__Data shown__
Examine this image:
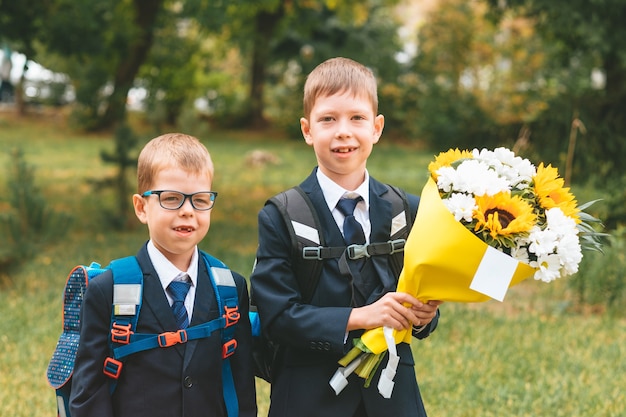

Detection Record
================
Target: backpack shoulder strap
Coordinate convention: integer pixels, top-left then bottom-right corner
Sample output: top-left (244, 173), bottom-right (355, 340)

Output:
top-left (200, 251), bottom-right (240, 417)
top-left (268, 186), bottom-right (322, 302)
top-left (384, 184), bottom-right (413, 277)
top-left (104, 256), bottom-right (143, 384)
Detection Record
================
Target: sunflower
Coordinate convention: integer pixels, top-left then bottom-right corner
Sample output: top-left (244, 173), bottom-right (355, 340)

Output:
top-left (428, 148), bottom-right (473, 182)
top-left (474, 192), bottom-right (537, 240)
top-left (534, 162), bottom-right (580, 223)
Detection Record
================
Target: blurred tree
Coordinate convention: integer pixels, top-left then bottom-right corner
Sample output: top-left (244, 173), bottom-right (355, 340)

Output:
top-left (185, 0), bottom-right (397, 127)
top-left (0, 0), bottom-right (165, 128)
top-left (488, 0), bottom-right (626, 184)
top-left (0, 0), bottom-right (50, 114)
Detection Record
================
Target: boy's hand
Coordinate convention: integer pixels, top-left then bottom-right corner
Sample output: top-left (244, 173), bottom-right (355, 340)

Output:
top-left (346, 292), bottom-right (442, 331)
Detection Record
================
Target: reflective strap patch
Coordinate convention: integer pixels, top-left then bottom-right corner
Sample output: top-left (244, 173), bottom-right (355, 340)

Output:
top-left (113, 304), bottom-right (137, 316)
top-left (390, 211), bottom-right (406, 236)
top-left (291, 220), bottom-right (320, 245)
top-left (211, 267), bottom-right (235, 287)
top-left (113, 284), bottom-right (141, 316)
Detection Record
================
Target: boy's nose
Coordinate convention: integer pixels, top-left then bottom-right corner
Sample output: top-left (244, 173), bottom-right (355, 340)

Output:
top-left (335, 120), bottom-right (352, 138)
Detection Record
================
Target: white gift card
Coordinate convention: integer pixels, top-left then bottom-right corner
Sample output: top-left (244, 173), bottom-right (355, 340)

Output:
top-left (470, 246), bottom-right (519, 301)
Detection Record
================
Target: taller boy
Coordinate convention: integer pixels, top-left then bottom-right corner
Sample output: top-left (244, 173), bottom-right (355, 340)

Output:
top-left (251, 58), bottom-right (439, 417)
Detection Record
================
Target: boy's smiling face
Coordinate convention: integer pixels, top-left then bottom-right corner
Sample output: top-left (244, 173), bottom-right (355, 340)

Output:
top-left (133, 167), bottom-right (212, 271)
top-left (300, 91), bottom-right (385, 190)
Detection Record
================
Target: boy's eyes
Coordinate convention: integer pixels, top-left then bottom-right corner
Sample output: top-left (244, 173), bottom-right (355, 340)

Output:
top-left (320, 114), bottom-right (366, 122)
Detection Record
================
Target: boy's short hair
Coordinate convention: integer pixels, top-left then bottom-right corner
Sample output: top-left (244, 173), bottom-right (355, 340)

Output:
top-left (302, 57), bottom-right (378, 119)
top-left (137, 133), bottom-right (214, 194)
--
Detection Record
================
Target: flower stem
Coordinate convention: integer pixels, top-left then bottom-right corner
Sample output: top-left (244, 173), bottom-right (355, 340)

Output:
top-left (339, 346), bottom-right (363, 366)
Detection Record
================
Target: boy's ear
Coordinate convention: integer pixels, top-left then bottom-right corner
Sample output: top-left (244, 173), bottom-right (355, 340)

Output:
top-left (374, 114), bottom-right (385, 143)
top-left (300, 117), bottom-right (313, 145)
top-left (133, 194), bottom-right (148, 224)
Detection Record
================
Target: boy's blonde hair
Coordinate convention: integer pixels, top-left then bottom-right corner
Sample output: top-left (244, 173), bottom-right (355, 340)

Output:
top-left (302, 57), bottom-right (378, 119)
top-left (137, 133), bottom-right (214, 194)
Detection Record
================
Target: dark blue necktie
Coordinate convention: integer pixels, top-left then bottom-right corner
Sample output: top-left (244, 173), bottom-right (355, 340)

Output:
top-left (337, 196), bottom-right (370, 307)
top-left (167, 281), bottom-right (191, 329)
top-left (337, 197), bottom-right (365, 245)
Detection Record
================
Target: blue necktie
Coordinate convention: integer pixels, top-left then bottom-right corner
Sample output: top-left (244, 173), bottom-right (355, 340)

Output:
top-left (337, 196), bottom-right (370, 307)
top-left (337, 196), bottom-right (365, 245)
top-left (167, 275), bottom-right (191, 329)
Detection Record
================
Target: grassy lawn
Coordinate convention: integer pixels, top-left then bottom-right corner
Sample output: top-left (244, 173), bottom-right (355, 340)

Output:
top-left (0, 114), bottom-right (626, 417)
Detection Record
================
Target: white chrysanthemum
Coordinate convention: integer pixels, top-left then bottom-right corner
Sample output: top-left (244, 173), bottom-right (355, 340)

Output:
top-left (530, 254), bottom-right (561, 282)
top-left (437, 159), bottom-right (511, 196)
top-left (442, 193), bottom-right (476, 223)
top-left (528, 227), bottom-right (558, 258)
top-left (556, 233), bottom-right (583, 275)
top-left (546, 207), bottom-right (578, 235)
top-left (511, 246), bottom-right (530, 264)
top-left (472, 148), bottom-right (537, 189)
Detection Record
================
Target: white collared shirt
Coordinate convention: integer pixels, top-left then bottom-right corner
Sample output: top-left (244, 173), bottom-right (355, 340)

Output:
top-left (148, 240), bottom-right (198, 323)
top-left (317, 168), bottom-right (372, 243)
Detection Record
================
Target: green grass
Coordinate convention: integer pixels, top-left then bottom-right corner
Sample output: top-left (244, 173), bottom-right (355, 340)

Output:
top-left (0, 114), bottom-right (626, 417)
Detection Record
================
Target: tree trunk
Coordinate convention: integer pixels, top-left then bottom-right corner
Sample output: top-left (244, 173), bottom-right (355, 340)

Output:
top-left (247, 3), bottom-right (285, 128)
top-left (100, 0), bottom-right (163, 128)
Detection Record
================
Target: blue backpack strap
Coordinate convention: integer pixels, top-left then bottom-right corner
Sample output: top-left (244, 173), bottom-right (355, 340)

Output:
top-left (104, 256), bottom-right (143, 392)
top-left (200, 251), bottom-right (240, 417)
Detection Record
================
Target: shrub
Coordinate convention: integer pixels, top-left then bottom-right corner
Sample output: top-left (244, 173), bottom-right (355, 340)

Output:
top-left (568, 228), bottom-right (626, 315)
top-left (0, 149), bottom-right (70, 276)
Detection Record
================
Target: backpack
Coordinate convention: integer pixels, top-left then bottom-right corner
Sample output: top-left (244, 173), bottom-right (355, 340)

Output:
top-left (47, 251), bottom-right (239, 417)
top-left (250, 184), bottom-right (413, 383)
--
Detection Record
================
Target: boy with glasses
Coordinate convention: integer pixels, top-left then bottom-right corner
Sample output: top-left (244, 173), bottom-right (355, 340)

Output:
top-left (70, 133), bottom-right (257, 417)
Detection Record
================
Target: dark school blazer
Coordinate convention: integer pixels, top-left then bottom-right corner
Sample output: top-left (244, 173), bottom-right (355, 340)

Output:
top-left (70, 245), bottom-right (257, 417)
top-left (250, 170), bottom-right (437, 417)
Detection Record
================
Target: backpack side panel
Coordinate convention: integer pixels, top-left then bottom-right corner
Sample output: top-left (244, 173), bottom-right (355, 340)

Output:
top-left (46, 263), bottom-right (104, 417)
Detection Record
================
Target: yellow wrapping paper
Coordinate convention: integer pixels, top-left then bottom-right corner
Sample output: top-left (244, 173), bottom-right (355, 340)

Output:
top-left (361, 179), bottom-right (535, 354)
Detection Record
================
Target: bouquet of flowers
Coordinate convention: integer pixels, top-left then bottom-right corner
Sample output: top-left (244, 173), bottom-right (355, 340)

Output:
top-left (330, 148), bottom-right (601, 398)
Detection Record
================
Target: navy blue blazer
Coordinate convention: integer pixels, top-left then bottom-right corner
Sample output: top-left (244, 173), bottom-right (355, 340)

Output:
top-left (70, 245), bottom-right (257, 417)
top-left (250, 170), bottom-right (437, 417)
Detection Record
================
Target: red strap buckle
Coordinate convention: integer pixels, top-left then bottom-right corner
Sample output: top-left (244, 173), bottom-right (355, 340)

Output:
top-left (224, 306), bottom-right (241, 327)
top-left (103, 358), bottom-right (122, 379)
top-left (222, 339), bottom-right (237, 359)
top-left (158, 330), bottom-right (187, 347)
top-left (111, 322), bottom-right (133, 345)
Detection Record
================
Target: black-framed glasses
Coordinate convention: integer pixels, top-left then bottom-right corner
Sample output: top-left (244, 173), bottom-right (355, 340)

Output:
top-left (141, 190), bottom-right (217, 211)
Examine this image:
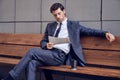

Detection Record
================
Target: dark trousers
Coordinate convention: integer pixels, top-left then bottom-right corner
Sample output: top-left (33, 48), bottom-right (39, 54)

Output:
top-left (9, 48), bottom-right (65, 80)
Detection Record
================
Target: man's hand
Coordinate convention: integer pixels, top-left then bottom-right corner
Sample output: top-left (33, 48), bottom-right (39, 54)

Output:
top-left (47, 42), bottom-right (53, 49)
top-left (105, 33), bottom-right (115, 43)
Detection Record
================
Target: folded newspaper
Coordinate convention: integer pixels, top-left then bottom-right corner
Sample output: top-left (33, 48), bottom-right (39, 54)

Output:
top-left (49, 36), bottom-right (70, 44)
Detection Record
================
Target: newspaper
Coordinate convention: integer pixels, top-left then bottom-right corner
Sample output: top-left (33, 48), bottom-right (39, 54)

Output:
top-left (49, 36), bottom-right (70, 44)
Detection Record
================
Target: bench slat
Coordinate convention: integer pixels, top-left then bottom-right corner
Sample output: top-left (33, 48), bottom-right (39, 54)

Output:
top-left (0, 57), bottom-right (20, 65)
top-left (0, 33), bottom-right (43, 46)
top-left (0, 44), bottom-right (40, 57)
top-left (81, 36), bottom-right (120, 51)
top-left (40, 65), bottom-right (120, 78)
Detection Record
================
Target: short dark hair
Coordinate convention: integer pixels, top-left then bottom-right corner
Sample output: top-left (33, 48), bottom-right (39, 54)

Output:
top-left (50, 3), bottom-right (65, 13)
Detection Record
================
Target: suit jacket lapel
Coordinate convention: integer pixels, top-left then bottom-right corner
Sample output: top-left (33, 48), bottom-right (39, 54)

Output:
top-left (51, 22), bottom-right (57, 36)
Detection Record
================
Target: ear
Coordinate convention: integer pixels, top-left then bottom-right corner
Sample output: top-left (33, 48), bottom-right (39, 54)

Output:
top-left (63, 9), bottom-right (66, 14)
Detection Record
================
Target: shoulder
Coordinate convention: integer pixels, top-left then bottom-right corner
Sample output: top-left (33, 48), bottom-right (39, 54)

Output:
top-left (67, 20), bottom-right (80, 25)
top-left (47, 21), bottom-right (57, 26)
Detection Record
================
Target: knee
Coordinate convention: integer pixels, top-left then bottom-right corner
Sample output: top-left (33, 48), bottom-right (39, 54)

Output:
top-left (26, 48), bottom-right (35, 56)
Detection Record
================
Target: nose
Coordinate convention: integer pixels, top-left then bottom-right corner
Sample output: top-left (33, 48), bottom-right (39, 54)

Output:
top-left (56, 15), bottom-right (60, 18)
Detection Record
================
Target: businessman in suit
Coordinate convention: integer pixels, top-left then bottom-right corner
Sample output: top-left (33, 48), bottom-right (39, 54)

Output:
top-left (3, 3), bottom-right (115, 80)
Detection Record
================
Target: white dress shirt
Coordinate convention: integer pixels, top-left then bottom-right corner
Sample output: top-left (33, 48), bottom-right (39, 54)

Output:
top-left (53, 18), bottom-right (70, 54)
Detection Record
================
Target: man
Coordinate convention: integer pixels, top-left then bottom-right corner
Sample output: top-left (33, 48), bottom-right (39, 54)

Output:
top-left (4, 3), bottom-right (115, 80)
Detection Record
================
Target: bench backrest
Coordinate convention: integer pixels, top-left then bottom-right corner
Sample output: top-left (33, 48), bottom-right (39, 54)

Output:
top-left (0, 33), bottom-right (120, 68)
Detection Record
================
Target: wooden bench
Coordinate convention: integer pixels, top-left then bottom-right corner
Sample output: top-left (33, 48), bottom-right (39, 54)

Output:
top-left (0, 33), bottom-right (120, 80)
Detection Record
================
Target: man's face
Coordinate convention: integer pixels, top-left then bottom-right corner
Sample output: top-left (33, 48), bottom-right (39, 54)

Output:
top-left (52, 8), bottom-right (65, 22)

__Task to carry out__
Find every line in the data above that contains the word "shirt", and copy each of those lines out in full.

__Answer__
Target: white collared shirt
Target: white dress shirt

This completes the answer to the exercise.